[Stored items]

::::

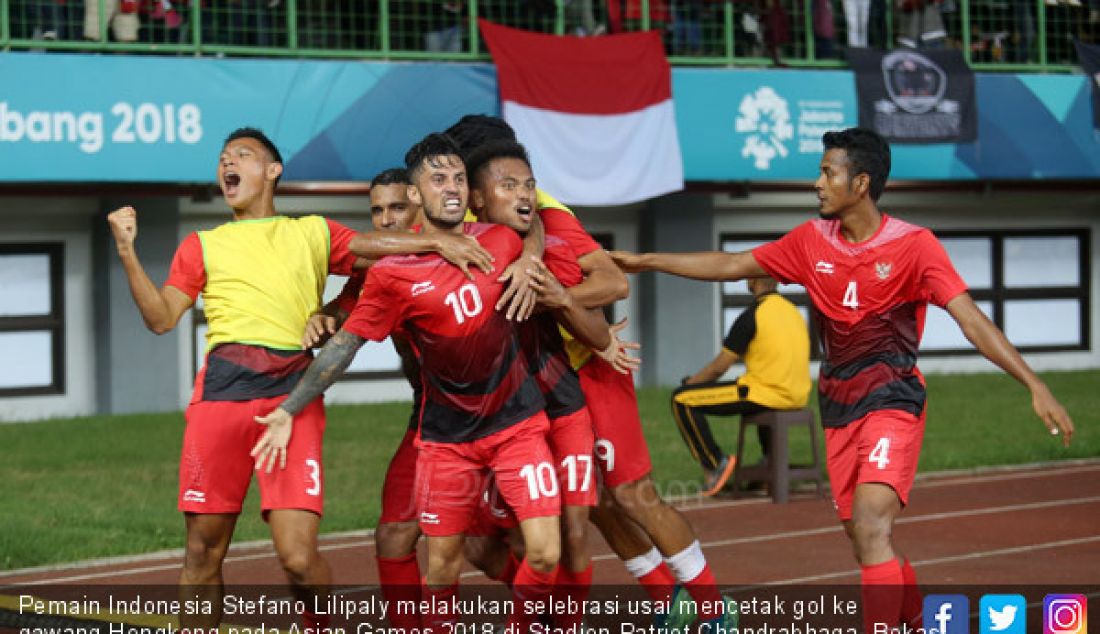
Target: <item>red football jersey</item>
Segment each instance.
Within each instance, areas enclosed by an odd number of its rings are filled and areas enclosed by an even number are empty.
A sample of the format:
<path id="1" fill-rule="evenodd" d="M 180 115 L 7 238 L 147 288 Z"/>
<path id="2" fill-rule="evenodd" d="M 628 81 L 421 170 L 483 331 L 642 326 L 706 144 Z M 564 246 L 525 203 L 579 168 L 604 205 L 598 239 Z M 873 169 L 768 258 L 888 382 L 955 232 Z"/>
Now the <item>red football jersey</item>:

::::

* Exercise requirements
With the images excluded, all entries are to be given again exactly.

* Answer
Target: <item>red football jersey</item>
Segment each instance.
Within each instance, areas enclosed by an odd number of its rings are filled and areas enclosed by an even number are empty.
A sample of the format:
<path id="1" fill-rule="evenodd" d="M 180 115 L 7 238 L 147 288 Z"/>
<path id="2" fill-rule="evenodd" d="M 628 81 L 421 170 L 483 331 L 642 326 L 706 144 Z M 564 246 L 525 203 L 579 168 L 604 205 L 598 239 Z M 873 169 L 768 258 L 888 382 L 955 232 Z"/>
Now the <item>red football jersey</item>:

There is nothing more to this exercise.